● **TANTANGAN**:
Cetak ulang baris-baris data di bawah ini tanpa perubahan apa pun. Mulailah dari baris yang memuat "Reviewer note: every instance of the ash", lalu lanjutkan sampai akhir data.

Catatan dataset tentang lokasi objek
◇ ◇ ◇

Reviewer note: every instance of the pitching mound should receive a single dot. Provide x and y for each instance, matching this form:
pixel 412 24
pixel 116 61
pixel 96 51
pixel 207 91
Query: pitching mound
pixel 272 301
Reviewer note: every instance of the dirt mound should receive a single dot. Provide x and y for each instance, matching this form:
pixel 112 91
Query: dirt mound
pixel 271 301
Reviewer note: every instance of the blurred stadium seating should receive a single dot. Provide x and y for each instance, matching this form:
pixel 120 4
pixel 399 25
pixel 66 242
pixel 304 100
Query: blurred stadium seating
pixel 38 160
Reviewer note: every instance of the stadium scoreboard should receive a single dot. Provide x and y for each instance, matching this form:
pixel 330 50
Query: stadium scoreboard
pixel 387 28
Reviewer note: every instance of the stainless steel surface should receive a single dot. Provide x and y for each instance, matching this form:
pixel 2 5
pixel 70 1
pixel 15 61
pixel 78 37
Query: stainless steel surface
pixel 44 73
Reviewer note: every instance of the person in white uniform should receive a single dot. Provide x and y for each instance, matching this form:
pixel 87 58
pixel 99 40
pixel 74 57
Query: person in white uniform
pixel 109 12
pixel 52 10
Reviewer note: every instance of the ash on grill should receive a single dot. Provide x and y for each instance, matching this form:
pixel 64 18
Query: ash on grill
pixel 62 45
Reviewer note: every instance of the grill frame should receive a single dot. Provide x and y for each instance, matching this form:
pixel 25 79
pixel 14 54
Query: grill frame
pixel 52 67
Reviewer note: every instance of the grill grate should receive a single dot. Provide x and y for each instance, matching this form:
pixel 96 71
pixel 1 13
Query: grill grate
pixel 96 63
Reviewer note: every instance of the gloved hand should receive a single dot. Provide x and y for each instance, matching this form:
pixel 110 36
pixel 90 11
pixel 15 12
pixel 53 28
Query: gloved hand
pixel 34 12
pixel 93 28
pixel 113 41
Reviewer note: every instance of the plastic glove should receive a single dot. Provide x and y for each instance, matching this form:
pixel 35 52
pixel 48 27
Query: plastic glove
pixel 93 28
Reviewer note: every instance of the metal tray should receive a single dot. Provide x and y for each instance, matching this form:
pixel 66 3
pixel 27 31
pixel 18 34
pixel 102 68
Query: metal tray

◇ ◇ ◇

● **TUGAS YANG DISELESAIKAN**:
Reviewer note: every instance of the ash on grill should receive a single dot. Provide x and y for each instance, matching this form:
pixel 64 18
Query: ash on grill
pixel 62 45
Reviewer note: every instance of the grill frame should receive a single dot. Provide x and y for each instance, matching this form:
pixel 25 79
pixel 14 54
Query: grill frame
pixel 52 67
Reviewer note: every instance of the grill grate should receive a single dot. Provide x and y for each instance, matching this form:
pixel 96 71
pixel 1 13
Query: grill grate
pixel 96 63
Reviewer note: every instance of the gloved hand should receive a single dot. Provide x and y for each instance, matching this form:
pixel 110 36
pixel 90 11
pixel 15 12
pixel 53 28
Query: gloved hand
pixel 34 12
pixel 93 28
pixel 113 41
Reviewer note: every instance of the plastic glove should receive a single dot. Provide x and y for each instance, matching this form:
pixel 35 52
pixel 48 27
Query: plastic glove
pixel 93 28
Reviewer note: every instance of the metal tray should receive a single dot. Provide x and y for each instance, matching this form:
pixel 66 3
pixel 27 31
pixel 18 34
pixel 102 68
Query: metal tray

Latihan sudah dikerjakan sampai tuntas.